▶ _CONSIGNE_
Indiquez le nombre de lignes des enregistrements qui contiennent la chaîne "white", sans rien ajouter d'autre.

------ ENREGISTREMENTS FOURNIS ------

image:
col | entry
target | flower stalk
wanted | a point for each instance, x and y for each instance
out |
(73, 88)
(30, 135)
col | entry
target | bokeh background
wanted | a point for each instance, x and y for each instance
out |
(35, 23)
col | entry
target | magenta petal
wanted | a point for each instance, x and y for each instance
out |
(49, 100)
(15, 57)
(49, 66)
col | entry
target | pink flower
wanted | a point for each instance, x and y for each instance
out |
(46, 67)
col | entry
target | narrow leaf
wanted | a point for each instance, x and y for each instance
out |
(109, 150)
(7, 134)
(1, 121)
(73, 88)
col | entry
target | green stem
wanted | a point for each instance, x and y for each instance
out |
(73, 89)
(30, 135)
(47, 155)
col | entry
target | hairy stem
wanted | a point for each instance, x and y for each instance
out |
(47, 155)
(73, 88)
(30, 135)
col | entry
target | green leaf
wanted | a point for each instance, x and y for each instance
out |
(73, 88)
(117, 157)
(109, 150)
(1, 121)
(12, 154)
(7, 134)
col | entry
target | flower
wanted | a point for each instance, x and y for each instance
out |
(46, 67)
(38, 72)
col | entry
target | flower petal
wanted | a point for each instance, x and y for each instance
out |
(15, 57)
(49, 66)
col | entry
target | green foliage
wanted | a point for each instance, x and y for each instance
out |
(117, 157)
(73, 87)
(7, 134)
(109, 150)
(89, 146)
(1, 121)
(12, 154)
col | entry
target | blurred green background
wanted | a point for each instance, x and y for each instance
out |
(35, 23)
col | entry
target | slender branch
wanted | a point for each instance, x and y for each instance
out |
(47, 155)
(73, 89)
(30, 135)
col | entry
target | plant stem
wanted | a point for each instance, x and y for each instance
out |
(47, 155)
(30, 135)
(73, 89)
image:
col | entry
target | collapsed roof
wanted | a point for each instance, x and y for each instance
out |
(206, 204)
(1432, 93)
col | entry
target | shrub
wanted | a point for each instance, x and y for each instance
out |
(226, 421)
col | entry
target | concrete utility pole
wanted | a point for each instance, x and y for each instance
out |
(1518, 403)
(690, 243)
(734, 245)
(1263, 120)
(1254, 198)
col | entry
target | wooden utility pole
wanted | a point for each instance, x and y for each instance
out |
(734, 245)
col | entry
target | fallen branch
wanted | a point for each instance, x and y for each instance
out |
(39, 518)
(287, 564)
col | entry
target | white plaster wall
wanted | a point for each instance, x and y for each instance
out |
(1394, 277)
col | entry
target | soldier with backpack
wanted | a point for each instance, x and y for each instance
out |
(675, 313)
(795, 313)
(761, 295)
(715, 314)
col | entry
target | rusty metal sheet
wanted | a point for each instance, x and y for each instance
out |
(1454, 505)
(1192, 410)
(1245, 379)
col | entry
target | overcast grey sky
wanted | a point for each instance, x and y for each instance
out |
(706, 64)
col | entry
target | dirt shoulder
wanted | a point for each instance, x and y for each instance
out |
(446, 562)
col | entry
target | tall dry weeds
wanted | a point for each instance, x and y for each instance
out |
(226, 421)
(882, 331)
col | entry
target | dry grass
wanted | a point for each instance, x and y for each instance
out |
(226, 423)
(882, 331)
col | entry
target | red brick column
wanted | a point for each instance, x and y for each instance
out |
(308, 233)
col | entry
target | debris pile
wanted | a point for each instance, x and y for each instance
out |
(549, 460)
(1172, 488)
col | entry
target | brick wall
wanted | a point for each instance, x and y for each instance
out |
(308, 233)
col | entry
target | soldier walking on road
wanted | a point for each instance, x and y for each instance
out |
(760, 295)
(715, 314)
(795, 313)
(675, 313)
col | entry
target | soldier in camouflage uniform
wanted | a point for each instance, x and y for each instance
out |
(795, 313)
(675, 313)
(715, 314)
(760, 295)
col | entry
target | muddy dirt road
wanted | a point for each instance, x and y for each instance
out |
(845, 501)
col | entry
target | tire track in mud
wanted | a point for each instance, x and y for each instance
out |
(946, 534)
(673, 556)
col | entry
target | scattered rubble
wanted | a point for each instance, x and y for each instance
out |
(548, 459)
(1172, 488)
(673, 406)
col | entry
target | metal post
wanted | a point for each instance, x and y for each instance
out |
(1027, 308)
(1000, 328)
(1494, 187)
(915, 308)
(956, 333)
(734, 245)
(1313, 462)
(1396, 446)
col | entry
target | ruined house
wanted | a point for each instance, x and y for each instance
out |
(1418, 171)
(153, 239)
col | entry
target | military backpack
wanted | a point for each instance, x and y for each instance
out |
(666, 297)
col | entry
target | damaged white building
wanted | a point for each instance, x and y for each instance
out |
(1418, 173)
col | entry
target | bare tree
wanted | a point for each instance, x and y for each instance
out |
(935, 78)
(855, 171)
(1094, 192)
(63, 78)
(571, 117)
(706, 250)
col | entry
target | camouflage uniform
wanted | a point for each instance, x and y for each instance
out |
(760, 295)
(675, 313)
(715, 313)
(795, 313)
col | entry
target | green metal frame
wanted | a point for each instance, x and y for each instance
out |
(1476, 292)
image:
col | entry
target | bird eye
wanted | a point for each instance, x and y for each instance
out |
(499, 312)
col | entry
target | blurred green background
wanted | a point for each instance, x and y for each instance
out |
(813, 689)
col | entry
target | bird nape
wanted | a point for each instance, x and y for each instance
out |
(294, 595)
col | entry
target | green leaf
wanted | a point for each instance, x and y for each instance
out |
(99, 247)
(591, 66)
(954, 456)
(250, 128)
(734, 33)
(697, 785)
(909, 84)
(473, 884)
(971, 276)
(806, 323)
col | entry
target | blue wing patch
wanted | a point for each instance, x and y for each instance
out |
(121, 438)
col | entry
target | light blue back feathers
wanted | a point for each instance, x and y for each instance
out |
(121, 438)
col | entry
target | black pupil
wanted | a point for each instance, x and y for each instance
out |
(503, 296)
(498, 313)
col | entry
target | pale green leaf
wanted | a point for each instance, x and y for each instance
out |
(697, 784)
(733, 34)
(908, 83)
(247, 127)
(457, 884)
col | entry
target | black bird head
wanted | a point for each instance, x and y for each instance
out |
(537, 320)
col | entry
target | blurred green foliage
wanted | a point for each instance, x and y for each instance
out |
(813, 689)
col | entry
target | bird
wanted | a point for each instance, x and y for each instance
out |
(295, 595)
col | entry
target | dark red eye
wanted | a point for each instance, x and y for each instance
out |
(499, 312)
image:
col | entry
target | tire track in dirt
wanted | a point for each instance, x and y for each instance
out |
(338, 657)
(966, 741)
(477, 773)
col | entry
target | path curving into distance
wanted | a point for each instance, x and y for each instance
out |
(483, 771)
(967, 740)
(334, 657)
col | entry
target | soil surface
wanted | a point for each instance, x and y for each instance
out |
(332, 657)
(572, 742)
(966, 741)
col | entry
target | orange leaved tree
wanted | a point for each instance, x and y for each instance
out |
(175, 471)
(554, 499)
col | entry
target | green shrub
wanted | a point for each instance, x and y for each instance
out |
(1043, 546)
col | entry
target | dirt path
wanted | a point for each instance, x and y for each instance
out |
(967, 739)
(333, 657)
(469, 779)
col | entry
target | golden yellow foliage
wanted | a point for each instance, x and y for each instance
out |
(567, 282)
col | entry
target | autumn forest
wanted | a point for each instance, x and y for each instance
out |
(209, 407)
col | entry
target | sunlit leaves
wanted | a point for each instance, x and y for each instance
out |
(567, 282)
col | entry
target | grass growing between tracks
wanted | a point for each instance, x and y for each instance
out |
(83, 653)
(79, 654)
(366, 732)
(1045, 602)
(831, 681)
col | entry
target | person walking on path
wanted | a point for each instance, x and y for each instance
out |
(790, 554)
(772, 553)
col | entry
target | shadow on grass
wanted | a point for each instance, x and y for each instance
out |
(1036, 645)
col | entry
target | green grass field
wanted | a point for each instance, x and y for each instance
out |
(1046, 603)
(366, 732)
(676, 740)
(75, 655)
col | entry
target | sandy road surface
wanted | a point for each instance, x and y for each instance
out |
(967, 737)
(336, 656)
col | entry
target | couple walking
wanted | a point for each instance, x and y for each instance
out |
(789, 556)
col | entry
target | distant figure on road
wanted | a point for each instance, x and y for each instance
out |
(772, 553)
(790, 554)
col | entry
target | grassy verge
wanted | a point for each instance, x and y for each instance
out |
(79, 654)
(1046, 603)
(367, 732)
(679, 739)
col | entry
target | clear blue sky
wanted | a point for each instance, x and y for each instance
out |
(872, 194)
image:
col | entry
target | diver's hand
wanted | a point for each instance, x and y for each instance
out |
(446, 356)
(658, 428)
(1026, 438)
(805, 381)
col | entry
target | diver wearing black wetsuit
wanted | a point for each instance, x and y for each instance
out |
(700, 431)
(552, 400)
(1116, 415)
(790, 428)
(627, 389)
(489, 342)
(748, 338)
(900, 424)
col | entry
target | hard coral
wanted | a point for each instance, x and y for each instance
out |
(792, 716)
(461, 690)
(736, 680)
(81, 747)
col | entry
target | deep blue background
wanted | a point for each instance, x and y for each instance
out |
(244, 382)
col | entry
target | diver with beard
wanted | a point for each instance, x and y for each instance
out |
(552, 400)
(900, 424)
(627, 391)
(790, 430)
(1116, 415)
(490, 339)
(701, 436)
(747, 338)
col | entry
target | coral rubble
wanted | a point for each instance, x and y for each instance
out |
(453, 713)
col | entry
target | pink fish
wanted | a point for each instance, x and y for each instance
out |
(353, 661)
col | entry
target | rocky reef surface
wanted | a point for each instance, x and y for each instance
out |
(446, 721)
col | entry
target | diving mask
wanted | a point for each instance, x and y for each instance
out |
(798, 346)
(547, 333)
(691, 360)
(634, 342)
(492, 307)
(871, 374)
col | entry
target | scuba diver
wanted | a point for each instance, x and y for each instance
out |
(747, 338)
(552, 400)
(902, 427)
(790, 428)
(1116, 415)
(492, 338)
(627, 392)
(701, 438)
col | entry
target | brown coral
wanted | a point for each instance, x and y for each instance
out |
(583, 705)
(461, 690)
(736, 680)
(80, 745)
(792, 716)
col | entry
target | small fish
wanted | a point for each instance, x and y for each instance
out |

------

▶ _RÉPONSE_
2